◆ SET EXERCISE 1 ◆
Write out the portion of the vulnerability summary below that opens with the words containing "CVE-2024-36027 in Linux" and closes with "one transaction operation.", reproducing it word for word.

◆ SUPPLIED PASSAGE ◆
*-*-*

CVE-2024-36027 in Linux
Summary
by MITRE • 05/30/2024
In the Linux kernel, the following vulnerability has been resolved:
btrfs: zoned: do not flag ZEROOUT on non-dirty extent buffer
Btrfs clears the content of an extent buffer marked as EXTENT_BUFFER_ZONED_ZEROOUT before the bio submission. This mechanism is introduced to prevent a write hole of an extent buffer, which is once allocated, marked dirty, but turns out unnecessary and cleaned up within one transaction operation.
Currently, btrfs_clear_buffer_dirty() marks the extent buffer as EXTENT_BUFFER_ZONED_ZEROOUT, and skips the entry function. If this call happens while the buffer is under IO (with the WRITEBACK flag set, without the DIRTY flag), we can add the ZEROOUT flag and clear the buffer's content just before a bio submission. As a result:
1) it can lead to adding faulty delayed reference item which leads to a FS corrupted (EUCLEAN) error, and
2) it writes out cleared tree node on disk
The former issue is previously discussed in [1]. The corruption happens
when it runs a delayed reference update. So, on-disk data is safe.

*-*-*

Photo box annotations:

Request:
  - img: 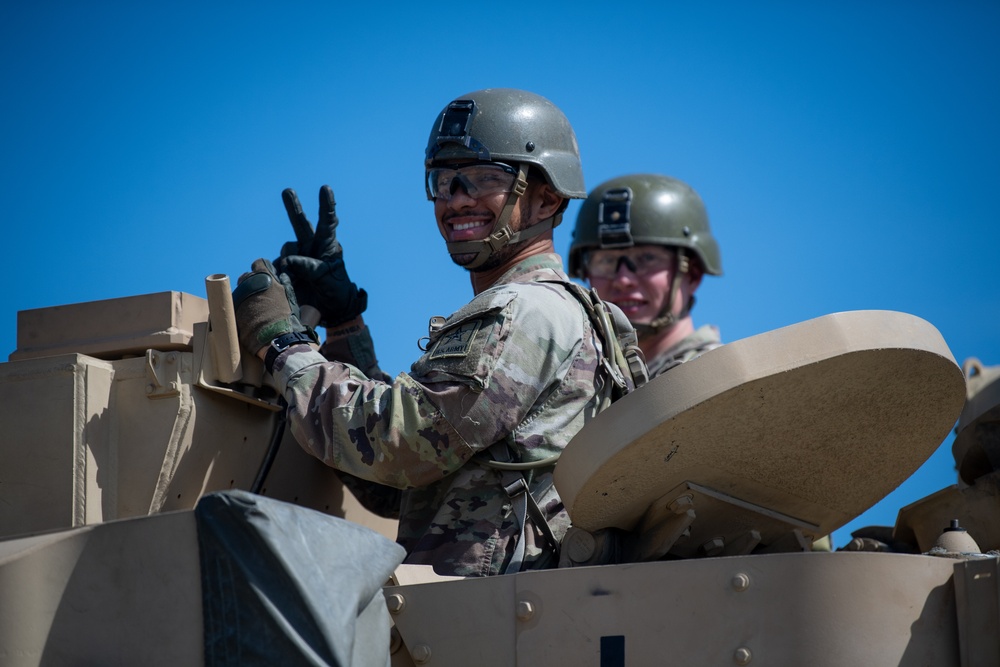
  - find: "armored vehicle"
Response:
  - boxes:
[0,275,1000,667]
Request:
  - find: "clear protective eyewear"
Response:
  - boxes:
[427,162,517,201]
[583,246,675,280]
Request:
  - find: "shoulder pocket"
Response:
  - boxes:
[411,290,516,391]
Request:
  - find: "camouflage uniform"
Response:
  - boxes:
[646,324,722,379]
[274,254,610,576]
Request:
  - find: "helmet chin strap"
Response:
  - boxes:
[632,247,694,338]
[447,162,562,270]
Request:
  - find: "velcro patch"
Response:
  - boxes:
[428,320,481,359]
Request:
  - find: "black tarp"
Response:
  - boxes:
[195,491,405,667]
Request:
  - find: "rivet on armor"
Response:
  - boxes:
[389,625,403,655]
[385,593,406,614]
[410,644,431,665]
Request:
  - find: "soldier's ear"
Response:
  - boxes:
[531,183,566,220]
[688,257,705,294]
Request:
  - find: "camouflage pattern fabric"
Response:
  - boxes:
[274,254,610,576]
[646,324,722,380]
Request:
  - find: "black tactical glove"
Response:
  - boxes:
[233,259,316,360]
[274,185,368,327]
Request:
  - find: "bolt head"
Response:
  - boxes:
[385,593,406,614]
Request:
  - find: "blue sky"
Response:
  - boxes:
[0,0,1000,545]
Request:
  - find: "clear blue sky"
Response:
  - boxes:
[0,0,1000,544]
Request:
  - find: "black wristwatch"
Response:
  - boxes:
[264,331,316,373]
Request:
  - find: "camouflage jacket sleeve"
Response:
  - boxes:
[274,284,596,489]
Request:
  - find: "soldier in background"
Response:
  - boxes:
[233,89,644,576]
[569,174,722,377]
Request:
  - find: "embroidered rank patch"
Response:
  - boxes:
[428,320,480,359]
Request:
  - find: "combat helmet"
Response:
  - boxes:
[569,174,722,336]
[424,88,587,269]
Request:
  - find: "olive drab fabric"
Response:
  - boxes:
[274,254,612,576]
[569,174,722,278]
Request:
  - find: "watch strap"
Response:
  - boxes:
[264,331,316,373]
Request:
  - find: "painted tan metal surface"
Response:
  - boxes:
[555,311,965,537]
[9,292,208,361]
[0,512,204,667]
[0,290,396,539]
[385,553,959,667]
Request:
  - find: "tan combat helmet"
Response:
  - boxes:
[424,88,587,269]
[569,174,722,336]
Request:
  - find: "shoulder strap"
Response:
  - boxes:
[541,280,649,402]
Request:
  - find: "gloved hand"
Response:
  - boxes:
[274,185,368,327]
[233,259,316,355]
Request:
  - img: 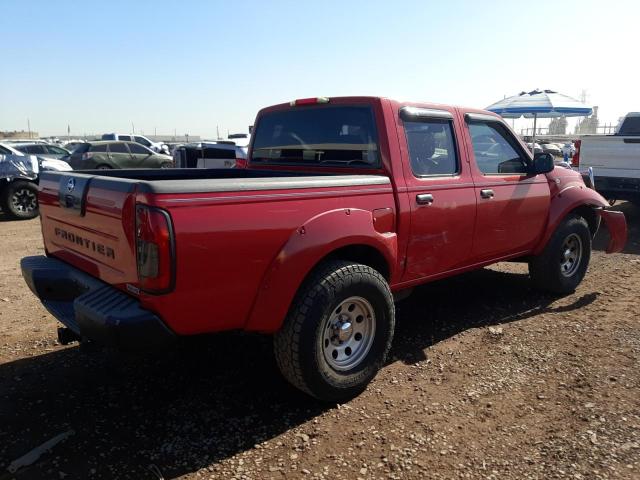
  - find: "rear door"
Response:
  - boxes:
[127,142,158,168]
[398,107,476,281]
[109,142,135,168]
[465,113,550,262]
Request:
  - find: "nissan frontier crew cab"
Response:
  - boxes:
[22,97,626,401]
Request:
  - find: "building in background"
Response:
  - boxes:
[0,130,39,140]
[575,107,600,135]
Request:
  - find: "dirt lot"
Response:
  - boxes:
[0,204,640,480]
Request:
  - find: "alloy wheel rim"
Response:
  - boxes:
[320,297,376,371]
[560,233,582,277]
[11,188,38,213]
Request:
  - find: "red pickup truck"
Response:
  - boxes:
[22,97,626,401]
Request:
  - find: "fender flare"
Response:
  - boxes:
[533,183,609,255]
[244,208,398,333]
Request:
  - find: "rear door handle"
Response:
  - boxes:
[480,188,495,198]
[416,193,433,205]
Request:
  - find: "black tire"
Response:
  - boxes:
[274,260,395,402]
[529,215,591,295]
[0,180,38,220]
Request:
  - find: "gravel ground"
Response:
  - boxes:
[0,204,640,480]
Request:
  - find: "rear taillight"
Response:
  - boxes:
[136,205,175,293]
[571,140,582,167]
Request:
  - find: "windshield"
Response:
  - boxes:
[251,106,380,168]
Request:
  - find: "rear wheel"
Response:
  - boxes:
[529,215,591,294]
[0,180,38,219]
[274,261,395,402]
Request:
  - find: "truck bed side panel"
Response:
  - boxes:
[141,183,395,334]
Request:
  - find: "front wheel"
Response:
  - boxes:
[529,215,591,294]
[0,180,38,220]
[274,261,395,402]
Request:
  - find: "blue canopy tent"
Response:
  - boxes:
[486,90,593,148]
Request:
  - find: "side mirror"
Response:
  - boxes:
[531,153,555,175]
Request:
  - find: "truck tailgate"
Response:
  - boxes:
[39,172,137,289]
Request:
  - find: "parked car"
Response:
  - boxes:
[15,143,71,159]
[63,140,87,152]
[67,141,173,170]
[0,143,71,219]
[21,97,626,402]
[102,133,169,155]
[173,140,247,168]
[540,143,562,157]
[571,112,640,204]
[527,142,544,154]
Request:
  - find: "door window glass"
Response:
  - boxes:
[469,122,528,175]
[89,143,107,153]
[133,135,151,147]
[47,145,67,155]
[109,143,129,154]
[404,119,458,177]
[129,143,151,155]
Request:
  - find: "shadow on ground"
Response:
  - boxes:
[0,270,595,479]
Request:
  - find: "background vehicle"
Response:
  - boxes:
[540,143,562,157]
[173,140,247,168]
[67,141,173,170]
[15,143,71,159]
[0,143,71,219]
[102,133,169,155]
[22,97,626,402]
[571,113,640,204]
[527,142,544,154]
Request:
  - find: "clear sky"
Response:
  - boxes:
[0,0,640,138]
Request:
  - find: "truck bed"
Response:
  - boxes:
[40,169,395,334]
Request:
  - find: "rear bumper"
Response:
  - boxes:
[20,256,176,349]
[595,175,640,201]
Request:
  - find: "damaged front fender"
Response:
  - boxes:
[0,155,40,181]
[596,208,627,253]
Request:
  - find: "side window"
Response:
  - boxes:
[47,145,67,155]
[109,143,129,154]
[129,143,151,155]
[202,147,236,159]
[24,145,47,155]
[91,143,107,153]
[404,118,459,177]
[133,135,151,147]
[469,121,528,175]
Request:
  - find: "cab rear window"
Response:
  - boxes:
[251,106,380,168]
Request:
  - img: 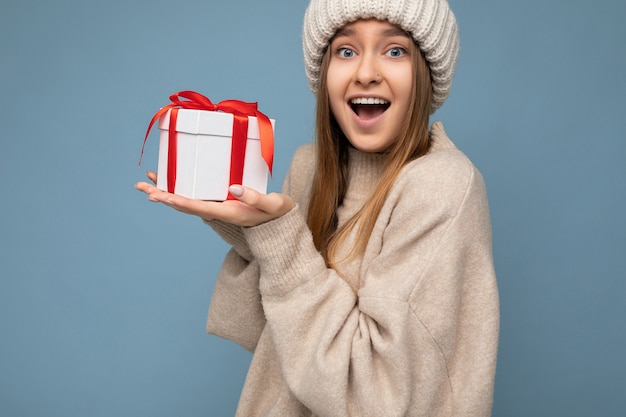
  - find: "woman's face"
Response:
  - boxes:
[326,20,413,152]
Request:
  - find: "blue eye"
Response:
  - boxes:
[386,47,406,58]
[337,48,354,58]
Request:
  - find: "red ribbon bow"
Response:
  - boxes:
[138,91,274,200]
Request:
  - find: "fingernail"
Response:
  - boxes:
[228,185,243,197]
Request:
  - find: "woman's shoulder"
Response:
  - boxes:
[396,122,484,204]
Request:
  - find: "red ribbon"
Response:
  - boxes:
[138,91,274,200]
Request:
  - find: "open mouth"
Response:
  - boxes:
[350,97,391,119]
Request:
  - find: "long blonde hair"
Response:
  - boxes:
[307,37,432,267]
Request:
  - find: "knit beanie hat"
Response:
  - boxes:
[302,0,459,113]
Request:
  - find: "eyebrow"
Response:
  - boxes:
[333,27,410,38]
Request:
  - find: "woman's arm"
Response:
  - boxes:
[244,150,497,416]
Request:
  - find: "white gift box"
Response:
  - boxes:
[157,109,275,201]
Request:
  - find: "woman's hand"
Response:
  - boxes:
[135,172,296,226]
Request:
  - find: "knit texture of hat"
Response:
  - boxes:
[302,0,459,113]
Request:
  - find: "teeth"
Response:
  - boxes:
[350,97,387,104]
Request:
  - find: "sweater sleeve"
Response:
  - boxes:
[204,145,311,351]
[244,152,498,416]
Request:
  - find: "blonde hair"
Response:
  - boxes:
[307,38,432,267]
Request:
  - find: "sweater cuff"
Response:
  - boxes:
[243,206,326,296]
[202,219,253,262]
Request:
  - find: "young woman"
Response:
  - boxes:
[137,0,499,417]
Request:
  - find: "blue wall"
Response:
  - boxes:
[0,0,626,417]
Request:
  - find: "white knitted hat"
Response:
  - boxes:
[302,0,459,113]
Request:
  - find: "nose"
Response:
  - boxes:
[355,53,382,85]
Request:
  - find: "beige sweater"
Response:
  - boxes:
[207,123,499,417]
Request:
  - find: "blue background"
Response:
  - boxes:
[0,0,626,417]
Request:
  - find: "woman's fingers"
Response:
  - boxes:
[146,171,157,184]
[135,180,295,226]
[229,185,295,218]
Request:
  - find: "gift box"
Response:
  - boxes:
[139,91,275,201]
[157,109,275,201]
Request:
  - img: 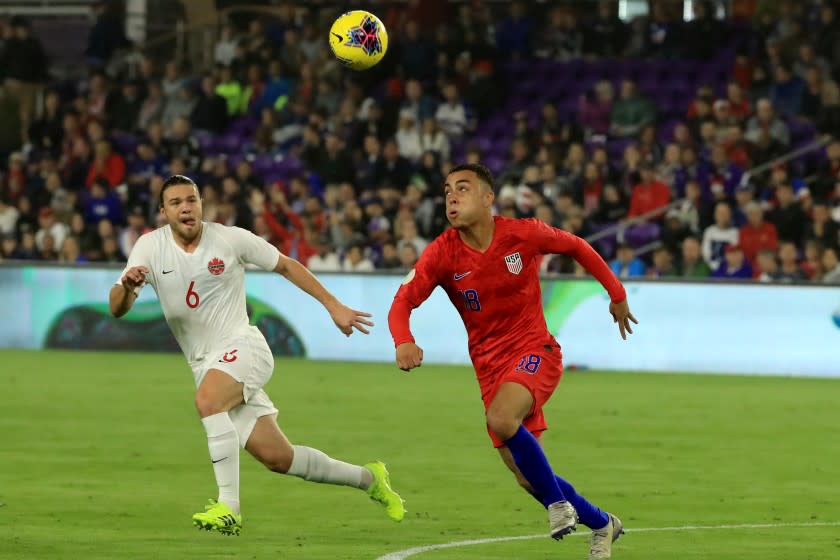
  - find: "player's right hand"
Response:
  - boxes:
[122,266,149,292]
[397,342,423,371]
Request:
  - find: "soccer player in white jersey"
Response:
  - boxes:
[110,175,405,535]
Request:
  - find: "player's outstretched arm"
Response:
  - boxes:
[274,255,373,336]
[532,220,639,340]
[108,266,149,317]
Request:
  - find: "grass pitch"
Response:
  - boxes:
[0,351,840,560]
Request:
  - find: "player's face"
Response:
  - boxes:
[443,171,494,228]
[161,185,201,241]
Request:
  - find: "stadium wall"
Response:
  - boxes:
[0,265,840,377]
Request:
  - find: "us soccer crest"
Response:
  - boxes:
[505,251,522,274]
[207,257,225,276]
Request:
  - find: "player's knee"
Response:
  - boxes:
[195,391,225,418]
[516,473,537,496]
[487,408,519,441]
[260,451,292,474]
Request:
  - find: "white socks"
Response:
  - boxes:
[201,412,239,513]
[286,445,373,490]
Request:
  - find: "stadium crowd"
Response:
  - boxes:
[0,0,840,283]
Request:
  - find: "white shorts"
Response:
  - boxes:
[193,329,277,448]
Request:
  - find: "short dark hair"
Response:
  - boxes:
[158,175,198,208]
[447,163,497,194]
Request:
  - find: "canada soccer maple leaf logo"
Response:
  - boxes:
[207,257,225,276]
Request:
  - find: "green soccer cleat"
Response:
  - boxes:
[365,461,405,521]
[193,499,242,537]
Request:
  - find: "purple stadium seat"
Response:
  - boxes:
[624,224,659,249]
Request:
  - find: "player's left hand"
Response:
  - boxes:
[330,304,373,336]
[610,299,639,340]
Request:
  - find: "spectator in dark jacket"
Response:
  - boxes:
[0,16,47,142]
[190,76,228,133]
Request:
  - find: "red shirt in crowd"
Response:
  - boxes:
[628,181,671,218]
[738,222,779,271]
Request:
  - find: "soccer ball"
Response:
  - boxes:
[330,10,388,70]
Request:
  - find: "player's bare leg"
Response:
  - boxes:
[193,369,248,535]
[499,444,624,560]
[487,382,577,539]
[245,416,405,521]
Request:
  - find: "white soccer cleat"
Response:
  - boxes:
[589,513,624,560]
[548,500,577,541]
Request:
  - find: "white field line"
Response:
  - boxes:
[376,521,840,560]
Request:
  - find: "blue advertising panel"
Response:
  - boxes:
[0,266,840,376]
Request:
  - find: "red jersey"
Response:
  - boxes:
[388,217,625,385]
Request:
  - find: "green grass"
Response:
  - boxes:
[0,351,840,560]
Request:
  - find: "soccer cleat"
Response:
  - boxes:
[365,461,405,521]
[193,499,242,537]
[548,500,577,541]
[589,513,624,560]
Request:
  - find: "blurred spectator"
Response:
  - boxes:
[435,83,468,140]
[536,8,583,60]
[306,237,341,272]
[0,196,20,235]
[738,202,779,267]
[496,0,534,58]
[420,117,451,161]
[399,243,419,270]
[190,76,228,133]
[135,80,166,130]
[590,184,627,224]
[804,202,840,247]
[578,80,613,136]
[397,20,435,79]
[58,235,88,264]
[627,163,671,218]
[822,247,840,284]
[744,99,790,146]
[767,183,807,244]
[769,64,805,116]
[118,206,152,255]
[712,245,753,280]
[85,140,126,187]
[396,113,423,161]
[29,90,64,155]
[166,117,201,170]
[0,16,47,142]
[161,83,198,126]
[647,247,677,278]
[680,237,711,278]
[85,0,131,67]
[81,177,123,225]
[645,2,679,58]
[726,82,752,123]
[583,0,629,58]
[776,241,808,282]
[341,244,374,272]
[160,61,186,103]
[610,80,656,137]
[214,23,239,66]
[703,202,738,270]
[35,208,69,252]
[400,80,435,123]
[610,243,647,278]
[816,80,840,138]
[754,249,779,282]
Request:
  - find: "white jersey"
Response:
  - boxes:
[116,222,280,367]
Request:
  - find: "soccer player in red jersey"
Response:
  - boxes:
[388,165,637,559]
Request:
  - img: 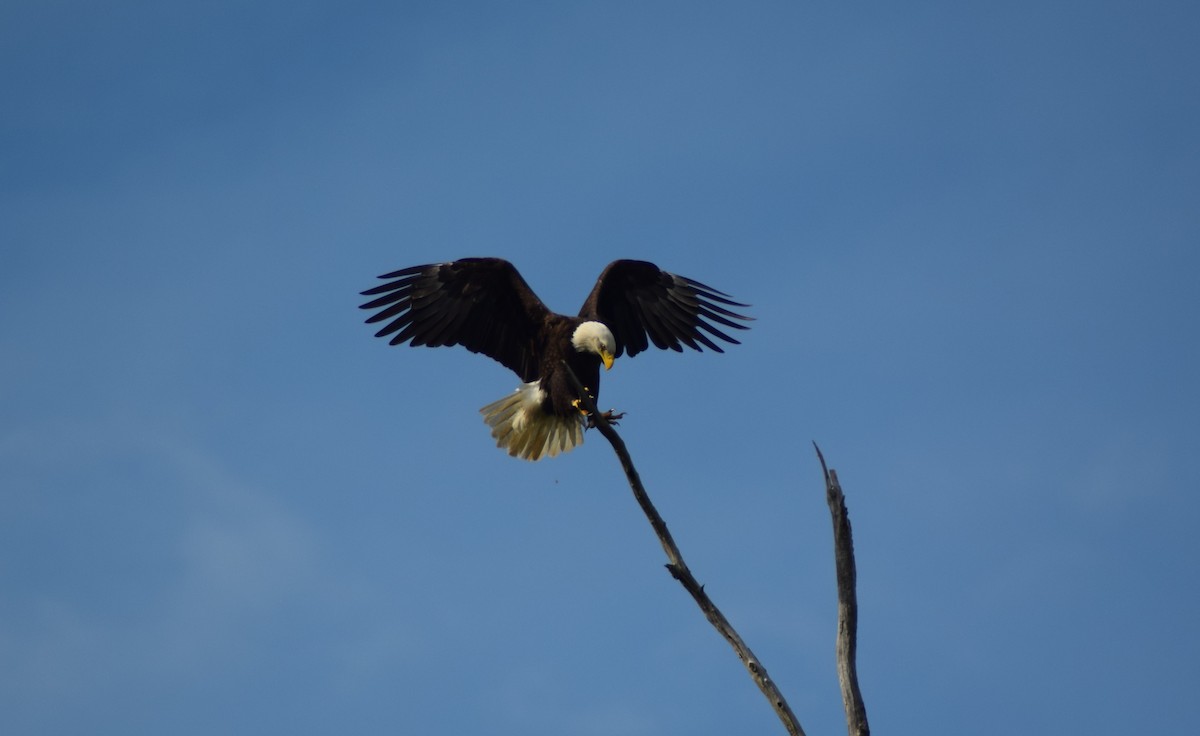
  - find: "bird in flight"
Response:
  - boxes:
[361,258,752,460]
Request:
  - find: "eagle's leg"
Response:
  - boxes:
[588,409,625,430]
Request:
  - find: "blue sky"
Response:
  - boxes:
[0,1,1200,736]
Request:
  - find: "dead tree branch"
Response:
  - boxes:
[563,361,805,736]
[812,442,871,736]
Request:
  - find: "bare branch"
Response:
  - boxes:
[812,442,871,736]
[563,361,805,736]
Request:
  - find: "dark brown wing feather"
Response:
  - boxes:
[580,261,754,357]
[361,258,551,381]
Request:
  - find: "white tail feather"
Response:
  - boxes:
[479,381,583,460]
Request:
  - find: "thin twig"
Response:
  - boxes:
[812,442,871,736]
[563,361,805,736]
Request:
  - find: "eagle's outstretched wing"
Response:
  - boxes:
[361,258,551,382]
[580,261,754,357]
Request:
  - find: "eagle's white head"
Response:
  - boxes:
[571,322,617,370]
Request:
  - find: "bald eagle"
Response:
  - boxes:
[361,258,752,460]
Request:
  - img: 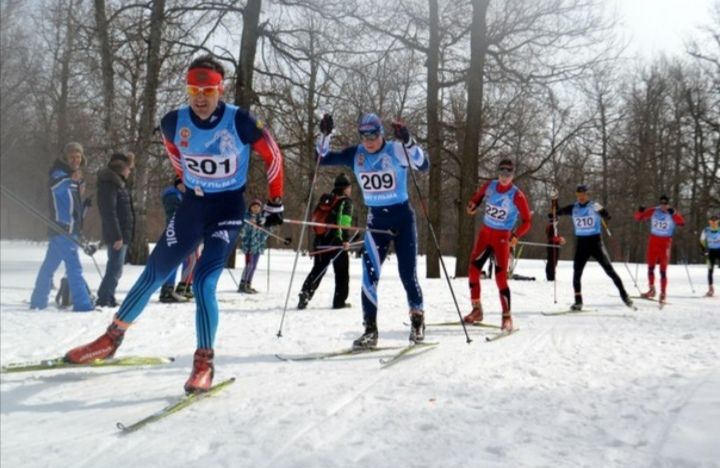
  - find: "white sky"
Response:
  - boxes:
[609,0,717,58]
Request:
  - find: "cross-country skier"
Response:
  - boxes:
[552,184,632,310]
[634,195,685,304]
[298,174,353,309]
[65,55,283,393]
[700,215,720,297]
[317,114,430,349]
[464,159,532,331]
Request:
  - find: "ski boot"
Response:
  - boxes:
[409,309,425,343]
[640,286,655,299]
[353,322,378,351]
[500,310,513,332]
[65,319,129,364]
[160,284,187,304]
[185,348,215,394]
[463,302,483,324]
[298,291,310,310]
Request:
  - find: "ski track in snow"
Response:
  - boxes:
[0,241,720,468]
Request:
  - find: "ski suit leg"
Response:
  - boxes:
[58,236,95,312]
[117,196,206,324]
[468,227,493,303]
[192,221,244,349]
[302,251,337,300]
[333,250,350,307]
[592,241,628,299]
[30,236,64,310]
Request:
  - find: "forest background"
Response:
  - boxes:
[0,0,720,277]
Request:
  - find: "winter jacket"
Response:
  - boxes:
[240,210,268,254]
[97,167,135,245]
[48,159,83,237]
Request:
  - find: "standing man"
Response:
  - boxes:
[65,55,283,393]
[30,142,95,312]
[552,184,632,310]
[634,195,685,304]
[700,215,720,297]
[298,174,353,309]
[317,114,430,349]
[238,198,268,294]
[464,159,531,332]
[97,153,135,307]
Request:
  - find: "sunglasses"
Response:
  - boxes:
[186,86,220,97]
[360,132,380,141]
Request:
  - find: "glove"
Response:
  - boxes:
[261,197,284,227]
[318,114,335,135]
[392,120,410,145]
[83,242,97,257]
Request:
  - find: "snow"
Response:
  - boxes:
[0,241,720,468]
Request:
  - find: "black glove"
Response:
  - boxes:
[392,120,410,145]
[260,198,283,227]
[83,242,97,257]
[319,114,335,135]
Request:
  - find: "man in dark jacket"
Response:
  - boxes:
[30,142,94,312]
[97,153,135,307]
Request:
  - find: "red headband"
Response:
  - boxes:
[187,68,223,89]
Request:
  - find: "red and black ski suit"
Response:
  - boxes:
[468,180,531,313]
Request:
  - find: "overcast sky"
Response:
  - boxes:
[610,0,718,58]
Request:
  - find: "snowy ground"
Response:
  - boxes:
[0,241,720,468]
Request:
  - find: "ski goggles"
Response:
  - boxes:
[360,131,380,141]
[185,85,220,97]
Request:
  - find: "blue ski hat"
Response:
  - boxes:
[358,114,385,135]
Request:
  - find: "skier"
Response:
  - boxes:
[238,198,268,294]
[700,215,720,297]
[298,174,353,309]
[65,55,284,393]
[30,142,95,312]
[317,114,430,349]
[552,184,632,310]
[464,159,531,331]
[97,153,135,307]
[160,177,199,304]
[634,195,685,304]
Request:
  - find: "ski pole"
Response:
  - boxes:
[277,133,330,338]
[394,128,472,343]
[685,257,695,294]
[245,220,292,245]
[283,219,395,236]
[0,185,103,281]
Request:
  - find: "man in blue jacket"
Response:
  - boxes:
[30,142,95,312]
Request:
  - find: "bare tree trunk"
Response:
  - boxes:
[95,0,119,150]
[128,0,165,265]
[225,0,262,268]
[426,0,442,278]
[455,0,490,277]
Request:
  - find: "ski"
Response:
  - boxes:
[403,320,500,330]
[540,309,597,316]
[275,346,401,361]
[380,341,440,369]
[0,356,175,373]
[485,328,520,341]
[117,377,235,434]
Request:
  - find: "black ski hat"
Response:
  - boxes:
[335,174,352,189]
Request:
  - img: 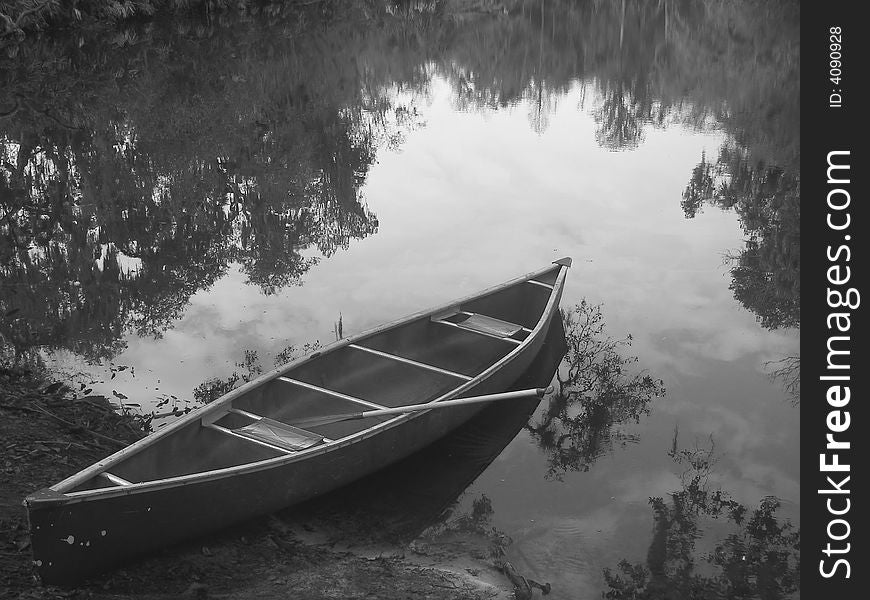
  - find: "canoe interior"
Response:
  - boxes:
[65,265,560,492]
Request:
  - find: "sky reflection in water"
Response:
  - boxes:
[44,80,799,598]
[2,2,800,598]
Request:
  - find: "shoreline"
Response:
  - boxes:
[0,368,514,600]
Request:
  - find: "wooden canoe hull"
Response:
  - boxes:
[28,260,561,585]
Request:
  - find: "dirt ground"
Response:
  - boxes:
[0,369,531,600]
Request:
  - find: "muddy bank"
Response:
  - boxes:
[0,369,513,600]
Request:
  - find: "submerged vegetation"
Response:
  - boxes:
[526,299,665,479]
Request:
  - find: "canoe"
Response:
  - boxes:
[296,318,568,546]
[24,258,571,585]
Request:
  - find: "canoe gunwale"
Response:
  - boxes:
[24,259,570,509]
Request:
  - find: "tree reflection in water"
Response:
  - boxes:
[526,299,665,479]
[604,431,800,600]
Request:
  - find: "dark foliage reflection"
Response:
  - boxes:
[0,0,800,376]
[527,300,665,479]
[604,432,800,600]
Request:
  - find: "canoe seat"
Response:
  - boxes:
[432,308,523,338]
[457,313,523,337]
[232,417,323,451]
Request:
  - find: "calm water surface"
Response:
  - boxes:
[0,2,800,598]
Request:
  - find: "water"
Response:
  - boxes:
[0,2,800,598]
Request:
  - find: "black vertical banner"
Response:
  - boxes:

*-*-*

◆ SET EXERCISE 2 ◆
Extract every line of the entries above that contains the string "jacket", treating uppercase and lowercase letters as distinct.

◆ WRITTEN RESPONSE 1 ◆
CVE-2024-36027 in Linux
Summary
by MITRE • 05/30/2024
In the Linux kernel, the following vulnerability has been resolved:
btrfs: zoned: do not flag ZEROOUT on non-dirty extent buffer
Btrfs clears the content of an extent buffer marked as EXTENT_BUFFER_ZONED_ZEROOUT before the bio submission. This mechanism is introduced to prevent a write hole of an extent buffer, which is once allocated, marked dirty, but turns out unnecessary and cleaned up within one transaction operation.

◆ WRITTEN RESPONSE 2 ◆
  - find: "camouflage jacket sleeve"
  - find: "spectator in dark jacket"
  - find: "winter jacket"
  - find: "man in dark jacket"
  - find: "man in blue jacket"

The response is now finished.